### Assigned task:
The entries that follow should come back exactly, with no pictures among them.

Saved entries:
╭──
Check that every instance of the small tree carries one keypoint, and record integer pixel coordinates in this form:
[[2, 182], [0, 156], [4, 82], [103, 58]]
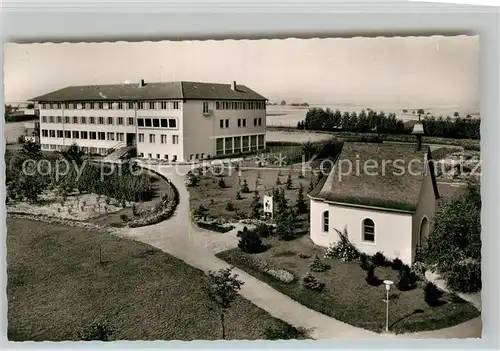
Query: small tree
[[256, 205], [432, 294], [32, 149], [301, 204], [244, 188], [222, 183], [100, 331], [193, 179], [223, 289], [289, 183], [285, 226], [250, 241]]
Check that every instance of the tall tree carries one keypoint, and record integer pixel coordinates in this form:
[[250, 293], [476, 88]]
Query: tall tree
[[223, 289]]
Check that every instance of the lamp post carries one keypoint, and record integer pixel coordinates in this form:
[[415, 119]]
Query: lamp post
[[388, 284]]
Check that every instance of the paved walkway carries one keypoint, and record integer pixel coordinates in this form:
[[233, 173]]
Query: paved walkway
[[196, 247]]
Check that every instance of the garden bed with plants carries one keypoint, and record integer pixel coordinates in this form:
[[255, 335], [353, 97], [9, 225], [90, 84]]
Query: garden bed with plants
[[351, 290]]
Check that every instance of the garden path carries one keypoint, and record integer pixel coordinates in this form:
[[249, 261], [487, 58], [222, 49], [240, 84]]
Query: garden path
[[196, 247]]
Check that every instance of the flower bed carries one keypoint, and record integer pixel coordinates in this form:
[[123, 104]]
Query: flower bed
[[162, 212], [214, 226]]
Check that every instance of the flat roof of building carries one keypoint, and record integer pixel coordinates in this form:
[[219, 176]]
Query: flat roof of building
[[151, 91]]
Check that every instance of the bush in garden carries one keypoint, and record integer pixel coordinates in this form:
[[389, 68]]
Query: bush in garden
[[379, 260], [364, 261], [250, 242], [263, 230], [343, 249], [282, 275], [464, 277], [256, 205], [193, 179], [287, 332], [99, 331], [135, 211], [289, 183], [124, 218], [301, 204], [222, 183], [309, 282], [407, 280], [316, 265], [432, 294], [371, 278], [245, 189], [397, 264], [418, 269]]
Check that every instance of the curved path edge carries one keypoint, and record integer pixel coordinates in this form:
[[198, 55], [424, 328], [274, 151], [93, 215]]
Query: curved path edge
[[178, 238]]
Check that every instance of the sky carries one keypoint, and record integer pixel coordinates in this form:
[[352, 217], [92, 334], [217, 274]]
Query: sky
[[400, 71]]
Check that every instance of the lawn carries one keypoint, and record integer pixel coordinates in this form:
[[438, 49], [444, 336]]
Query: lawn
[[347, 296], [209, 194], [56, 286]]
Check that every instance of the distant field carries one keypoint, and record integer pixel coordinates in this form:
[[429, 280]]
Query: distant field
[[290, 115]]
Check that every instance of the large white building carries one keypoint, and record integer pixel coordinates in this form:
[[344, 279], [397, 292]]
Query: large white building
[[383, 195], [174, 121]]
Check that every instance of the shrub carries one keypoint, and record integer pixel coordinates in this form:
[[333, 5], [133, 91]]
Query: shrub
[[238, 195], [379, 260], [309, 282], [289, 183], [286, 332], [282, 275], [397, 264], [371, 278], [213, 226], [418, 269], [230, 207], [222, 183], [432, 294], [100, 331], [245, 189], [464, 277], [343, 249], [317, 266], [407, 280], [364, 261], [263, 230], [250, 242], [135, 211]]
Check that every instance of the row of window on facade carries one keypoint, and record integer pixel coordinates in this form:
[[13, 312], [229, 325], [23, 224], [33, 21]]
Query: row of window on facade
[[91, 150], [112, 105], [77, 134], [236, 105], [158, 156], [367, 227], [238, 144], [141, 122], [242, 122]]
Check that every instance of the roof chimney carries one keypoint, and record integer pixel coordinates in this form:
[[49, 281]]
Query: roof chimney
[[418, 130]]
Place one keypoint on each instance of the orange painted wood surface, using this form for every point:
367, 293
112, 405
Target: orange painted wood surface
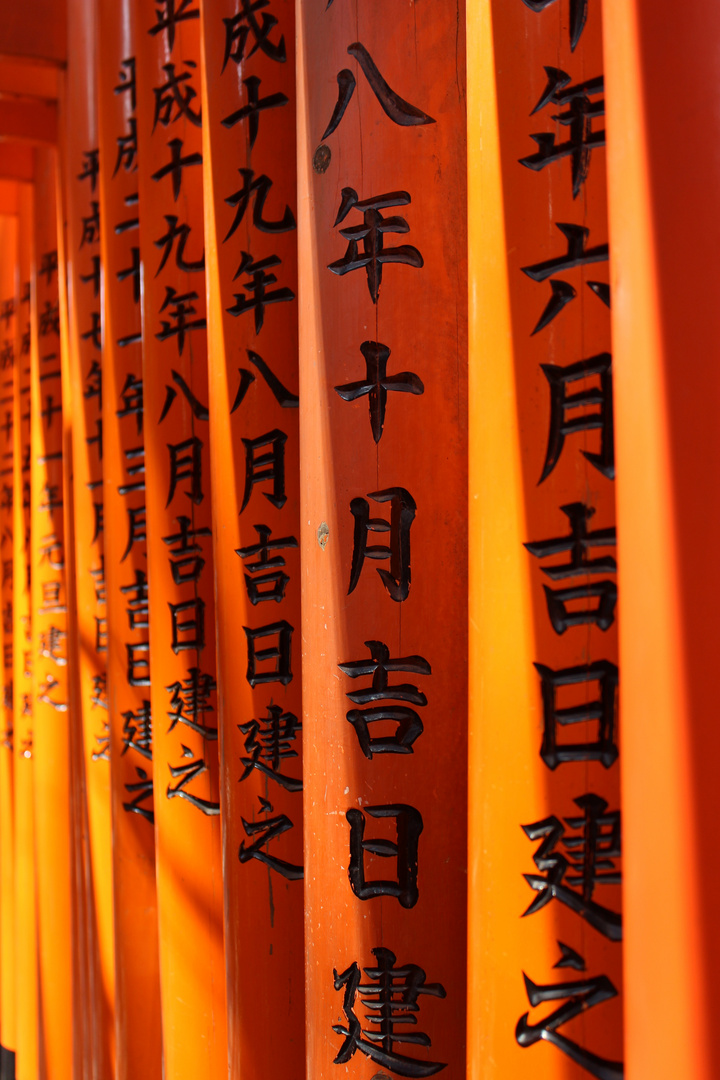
╰──
### Completed exercise:
Check that every instance of the small tree carries one keypoint, and record integer pixel coordinates in this form:
[[2, 182], [0, 156], [4, 82], [103, 58]]
Query: small tree
[[256, 205], [432, 294], [32, 149], [301, 204], [244, 188], [222, 183], [100, 331], [193, 179], [223, 289], [289, 183], [285, 226], [250, 241]]
Check that every instance of the tall tree carries one keypoint, and record integer pixel coordinates in this form:
[[250, 293], [476, 88]]
Query: tall tree
[[223, 289]]
Check that every instance of the lamp post carries one keypoint, and record integer pixel coordinates in this form:
[[415, 119]]
Query: lamp post
[[388, 284]]
Check that every instance of the paved walkway carries one keypoint, and record integer pixel coordinates in this form:
[[233, 173]]
Query: paved walkway
[[196, 247]]
Check that every instance of the garden bed with plants carries one keypoint, and record integer pixel coordinates in this form:
[[255, 335], [353, 97], [9, 225], [90, 84]]
Query: garden bed with plants
[[351, 290]]
Check that every instance of the garden path carries one keypoint, and record integer pixel coordinates in this form:
[[249, 261], [487, 58], [222, 49], [240, 84]]
Query: garden path
[[196, 247]]
Check that every instance of the flower bed carries one keypoint, and record integer pixel coordinates in this form:
[[123, 104]]
Query: flower bed
[[162, 212], [214, 226]]
Check that every instance of the flat roof of building carries one keypoint, and record integer pixel coordinates in this form:
[[219, 176]]
Query: flat roof of building
[[151, 91]]
Check that every instance of the bush in garden carries one keypoint, and record integer pixel coordinates in this form:
[[389, 68]]
Query: bush in garden
[[379, 260], [364, 261], [250, 242], [263, 230], [343, 249], [282, 275], [464, 277], [256, 205], [193, 179], [287, 332], [99, 331], [135, 211], [289, 183], [124, 218], [301, 204], [222, 183], [309, 282], [407, 280], [316, 265], [432, 294], [371, 278], [245, 189], [397, 264], [418, 269]]
Check that every instance of the curved path edge carries one keypoint, and record integer pixel coordinates in this form:
[[198, 55], [424, 328], [274, 151], [93, 215]]
Query: curved path edge
[[178, 238]]
Check that every instance of the sky carries one keypoint, and record integer pixel coordinates in this form:
[[352, 217], [92, 334], [217, 274]]
Query: sky
[[400, 71]]
Check that every instance of the lawn carries one keypoint, and record integer pixel coordinates in this form:
[[438, 49], [444, 336]]
Query: lawn
[[347, 296], [209, 194], [56, 286]]
Check that every instance of the distant field carries one keypoint, and record integer pixel coordinates in this form:
[[429, 280]]
Query: distant field
[[290, 115]]
Check that every instance of the large white building carries one keypoint, and record integer pixel coordinates in this form:
[[344, 279], [397, 292]]
Query: large white building
[[383, 195], [174, 121]]
Check that every instance of the shrub carries one keypoint, and record integer pixel coordinates in this form:
[[333, 5], [133, 91]]
Query: shrub
[[238, 195], [379, 260], [309, 282], [289, 183], [286, 332], [282, 275], [397, 264], [371, 278], [213, 226], [418, 269], [230, 207], [222, 183], [432, 294], [100, 331], [245, 189], [464, 277], [343, 249], [317, 266], [407, 280], [364, 261], [263, 230], [250, 242], [135, 211]]
Check that every instance of the row of window on facade carries one keypoint, and record integer pixel coordinates in this form:
[[13, 312], [229, 325], [23, 224], [33, 21]]
Query: row of window on facade
[[91, 150], [112, 105], [77, 134], [236, 105], [158, 156], [367, 227], [238, 144], [141, 122], [242, 122]]
Check that every instance of the roof chimney carries one keypoint, and record integer pixel coordinates in this form:
[[49, 281]]
Query: roof chimney
[[418, 130]]
Place one keypoint on each instance of the orange painted wood surface, using this form for every point:
367, 293
112, 405
Target: orange painted wood surface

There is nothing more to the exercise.